James Dunsmure FRCSEd (1 January 1846 – 5 July 1907) was a Scottish physician and obstetrician who, as his father had done before him, served as President of the Royal College of Surgeons of Edinburgh.

== Early life and education ==
James Dunsmure was born in Edinburgh on 1 January 1846 and baptised on 5 February that year. He was the son of James Dunsmure (1814 -1886) and his wife Catherine (née Hill). His father was a surgeon in Edinburgh and had been president of the Royal College of Surgeons of Edinburgh (RCSEd). He was educated at the Edinburgh Academy and studied medicine at the University of Edinburgh Medical School, graduating  MB, CM in 1867. That same year he became a Licentiate of the RCSEd. As a student he lived in the family home at 53 Queen Street, Edinburgh next door to the obstetrician Sir James Young Simpson, an association which may have influenced his choice of career speciality.

**DATA RECORDS:**
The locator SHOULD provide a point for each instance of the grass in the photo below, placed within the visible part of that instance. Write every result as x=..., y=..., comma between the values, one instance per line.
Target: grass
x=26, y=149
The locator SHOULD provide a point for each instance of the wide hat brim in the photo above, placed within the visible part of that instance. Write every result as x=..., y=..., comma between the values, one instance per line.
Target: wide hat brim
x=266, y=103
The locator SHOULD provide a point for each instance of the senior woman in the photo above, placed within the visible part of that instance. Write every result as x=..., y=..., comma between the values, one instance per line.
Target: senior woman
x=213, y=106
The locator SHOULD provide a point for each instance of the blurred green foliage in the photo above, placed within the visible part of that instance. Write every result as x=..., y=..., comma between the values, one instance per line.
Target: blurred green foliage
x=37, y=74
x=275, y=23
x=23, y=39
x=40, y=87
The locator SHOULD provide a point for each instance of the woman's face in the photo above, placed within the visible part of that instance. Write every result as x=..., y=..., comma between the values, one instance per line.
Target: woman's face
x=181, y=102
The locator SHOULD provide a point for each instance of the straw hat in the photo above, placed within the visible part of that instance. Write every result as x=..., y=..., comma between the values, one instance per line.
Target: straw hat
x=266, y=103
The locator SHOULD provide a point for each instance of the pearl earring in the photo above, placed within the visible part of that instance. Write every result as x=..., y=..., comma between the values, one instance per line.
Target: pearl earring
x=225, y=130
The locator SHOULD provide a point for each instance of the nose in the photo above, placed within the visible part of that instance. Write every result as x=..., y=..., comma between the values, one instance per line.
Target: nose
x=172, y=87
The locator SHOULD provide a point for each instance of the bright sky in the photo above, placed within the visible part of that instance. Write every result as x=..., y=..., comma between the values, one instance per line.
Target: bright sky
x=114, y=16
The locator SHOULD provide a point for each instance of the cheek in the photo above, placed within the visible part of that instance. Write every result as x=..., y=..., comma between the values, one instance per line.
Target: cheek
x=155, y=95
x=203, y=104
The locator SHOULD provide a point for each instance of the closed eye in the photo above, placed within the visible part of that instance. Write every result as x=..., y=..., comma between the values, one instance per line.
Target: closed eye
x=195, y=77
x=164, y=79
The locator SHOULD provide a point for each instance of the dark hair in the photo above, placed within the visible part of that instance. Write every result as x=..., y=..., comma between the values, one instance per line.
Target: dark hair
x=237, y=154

**LIST OF TASKS:**
a – Reproduce part of the James Dunsmure excerpt. Begin at the words "James Dunsmure FRCSEd" and stop after "Surgeons of Edinburgh.".
b – According to the James Dunsmure excerpt, what was the address of the family home where he lived as a student?

**ANSWER LIST:**
a –
James Dunsmure FRCSEd (1 January 1846 – 5 July 1907) was a Scottish physician and obstetrician who, as his father had done before him, served as President of the Royal College of Surgeons of Edinburgh.

b – 53 Queen Street, Edinburgh.